Required action »
Resume the excerpt below on U.S. hospital and CDC readiness for Ebola, continuing its prose from the point where it stops.

Extract provided »
--------------------

Betsy McCaughey, Ph.D. – former Lt. Governor of New York – writes at Fox News:

Most hospitals in the U.S. lack the rigor and discipline to control Ebola. That’s why common infectious diseases such as MRSA and C. diff are racing through these hospitals, killing an estimated 75,000 patients every year. Ebola is even deadlier. Yet the CDC has done little to equip hospitals, other than send around memos.

Indeed:

  • As Dr. Sanjay Gupta notes, there have been severe lapses in safety at the Centers for Disease Control and U.S. hospitals in treating infectious diseases

“CDC continues to work with reduced financial resources, which similarly affects state, local, and insular public health departments. … These losses make it difficult for state and local health departments to continue to expand their preparedness capabilities, instead forcing them to focus on maintaining their current capabilities.”

  • The CDC report also notes that state and local public health departments on the front lines of any health emergency have shed 45,700 jobs since the 2008 financial crisis (at the same time, hospital staffs are being reducednationwide.)

--------------------

Dataset records »
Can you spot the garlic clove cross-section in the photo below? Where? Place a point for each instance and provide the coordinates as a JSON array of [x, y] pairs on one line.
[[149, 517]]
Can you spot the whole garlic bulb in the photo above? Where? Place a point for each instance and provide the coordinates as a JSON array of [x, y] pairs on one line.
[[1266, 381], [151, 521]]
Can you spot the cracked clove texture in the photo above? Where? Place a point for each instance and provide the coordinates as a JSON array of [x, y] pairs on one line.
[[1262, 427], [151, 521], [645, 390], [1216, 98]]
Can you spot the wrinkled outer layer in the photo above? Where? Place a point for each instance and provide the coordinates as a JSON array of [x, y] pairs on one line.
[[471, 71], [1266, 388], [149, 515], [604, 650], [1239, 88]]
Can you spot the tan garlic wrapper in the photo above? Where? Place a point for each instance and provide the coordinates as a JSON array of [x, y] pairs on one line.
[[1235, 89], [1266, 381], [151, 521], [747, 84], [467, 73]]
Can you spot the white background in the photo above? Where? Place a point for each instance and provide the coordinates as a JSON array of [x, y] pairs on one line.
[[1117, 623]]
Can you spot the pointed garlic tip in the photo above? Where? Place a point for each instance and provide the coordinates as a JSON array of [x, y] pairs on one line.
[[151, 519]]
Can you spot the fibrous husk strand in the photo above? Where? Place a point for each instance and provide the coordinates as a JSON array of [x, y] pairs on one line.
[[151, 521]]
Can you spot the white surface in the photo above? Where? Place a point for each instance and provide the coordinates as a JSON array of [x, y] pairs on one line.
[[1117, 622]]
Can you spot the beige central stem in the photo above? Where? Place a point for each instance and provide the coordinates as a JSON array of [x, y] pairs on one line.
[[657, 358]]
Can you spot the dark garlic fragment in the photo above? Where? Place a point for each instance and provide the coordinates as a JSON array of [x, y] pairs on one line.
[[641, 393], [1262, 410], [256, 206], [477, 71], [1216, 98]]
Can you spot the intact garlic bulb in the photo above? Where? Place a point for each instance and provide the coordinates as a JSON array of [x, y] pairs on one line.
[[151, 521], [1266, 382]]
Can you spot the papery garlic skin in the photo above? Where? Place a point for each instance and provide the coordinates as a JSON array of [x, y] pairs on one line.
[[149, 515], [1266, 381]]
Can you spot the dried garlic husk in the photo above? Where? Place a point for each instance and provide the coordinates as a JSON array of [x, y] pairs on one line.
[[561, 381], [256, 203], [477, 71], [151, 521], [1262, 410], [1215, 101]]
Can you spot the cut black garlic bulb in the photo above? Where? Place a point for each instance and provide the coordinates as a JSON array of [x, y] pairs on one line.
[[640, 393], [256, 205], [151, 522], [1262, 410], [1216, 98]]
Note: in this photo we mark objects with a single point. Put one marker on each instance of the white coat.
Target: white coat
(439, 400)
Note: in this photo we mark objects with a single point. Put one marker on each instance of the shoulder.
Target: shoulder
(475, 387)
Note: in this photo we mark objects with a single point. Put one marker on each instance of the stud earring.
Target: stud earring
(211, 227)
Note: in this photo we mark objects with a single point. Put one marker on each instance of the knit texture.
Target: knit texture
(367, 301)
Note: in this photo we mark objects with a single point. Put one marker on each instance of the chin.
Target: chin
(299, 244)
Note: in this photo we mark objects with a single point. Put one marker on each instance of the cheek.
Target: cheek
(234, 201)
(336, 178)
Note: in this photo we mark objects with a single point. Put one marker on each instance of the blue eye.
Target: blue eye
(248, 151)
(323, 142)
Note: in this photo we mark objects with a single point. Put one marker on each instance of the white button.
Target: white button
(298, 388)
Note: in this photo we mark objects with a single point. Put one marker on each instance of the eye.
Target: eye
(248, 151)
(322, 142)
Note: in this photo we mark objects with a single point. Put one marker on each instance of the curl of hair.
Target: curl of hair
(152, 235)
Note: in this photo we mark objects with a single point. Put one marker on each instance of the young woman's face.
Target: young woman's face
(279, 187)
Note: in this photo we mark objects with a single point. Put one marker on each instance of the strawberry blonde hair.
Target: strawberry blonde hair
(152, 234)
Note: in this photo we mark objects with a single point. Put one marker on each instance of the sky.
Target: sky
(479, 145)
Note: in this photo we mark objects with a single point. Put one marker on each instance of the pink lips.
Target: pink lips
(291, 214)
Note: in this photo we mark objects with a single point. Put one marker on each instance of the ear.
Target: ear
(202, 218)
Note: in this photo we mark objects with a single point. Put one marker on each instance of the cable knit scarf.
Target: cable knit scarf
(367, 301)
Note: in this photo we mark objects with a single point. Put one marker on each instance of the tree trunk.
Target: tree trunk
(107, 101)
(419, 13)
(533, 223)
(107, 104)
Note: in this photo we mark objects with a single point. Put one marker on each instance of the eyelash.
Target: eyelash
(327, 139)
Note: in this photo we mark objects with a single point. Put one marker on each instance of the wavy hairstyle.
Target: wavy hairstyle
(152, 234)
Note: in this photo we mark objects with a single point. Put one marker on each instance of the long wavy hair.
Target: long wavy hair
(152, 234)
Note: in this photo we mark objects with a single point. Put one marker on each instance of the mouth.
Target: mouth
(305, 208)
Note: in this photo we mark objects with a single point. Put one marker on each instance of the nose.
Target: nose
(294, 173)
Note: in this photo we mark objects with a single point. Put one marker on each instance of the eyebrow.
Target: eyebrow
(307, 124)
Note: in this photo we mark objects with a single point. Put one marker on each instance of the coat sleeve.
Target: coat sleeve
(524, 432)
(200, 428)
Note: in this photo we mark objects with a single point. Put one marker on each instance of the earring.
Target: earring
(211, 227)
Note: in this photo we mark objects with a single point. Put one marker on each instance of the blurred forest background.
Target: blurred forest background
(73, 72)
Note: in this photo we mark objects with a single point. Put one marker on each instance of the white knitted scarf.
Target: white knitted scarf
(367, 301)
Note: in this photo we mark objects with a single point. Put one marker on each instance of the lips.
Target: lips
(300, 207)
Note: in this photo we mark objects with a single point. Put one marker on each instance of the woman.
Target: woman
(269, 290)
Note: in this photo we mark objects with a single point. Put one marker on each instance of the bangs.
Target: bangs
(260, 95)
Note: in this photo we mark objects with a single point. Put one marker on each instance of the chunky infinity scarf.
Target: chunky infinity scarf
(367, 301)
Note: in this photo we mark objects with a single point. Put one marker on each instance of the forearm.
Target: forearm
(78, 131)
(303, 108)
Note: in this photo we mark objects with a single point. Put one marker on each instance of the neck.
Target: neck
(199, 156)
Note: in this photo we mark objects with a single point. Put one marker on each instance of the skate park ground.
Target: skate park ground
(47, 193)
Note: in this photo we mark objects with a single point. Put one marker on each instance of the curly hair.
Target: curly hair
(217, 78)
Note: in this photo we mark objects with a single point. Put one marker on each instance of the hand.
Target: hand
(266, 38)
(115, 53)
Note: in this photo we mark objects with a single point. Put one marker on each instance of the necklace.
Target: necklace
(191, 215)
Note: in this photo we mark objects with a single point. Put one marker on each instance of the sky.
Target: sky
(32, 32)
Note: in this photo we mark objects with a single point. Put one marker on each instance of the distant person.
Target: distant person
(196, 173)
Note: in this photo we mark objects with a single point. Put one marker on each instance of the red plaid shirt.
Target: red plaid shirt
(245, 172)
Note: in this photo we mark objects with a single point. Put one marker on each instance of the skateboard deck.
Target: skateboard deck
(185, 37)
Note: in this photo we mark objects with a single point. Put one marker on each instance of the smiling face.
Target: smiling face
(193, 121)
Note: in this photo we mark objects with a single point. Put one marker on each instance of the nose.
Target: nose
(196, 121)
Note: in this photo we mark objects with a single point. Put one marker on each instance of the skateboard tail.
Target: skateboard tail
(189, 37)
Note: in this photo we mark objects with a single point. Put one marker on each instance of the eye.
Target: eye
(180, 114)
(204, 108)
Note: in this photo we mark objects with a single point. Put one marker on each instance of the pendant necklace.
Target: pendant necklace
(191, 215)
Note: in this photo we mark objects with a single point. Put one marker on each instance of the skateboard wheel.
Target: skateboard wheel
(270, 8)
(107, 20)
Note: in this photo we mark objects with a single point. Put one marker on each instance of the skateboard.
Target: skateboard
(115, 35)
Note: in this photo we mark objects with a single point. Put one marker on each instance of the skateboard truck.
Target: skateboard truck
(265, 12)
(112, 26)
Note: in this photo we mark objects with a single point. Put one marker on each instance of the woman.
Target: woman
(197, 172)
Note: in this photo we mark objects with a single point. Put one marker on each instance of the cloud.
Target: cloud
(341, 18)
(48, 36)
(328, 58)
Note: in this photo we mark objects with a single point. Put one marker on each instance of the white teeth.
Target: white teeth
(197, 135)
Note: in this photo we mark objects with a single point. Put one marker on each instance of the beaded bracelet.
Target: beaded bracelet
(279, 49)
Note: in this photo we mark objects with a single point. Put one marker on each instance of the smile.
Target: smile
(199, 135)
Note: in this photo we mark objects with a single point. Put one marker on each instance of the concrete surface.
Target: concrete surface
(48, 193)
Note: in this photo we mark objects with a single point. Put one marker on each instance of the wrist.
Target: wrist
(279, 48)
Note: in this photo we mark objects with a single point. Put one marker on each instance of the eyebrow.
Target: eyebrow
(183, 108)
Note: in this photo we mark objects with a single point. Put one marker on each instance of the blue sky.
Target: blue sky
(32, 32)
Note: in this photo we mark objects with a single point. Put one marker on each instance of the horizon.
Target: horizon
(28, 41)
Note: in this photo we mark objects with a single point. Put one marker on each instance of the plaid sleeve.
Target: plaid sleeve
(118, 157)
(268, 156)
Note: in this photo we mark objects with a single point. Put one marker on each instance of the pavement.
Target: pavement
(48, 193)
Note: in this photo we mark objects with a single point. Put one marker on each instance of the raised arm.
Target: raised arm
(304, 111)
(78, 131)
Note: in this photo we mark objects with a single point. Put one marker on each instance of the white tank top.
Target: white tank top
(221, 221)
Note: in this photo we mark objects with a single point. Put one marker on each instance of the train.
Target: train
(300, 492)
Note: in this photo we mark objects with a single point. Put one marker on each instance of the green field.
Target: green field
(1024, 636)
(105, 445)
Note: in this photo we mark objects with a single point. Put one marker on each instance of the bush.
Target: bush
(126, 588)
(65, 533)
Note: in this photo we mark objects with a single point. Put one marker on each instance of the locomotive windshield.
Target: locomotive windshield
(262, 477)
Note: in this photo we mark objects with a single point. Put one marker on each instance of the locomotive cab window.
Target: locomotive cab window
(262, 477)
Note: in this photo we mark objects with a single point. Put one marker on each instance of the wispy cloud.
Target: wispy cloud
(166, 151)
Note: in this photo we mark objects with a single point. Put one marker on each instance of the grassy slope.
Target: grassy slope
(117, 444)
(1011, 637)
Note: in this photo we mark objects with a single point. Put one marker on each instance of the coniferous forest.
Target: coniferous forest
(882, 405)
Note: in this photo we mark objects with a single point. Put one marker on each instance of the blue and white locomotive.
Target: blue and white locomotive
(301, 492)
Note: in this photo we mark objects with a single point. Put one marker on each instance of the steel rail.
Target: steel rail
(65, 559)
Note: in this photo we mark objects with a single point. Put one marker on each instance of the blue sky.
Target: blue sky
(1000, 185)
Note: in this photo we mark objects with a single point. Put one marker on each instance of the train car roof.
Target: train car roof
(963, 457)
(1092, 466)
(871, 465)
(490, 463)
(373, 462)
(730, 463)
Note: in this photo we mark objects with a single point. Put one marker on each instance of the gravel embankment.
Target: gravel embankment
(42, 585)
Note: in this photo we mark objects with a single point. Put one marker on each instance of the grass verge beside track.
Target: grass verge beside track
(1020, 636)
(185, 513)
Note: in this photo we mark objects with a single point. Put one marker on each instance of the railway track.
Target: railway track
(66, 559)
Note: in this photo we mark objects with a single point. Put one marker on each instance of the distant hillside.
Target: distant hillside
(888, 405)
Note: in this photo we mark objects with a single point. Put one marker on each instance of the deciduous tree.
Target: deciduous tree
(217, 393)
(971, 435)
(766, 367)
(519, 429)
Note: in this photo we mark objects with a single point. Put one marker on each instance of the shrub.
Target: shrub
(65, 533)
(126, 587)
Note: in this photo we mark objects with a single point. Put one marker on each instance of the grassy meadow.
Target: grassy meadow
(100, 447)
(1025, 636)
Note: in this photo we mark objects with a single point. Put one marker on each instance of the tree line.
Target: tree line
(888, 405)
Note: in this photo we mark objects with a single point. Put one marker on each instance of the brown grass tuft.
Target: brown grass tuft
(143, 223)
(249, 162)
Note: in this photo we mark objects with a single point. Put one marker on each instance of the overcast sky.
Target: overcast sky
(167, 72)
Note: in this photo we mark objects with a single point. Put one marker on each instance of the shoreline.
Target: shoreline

--------------------

Response »
  • In 2010, the Obama administration scrapped CDC’s quarantine regulations aimed at Ebola
  • The Department of Homeland Security inspector general issued a scathing report in September warning the department was woefully unprepared for a pandemic

In addition:

  • Two national experts on the spread of infectious disease say that Ebola can spread through aerosols – so healthcare workers should wear protective respirators – but government officials refuse to even consider the possibility.  In any event, the virus is mutating (and see this), so an overly cavalier attitude is not productive

It’s time to stop pretending we’re prepared. It’s long past time we actually became prepared.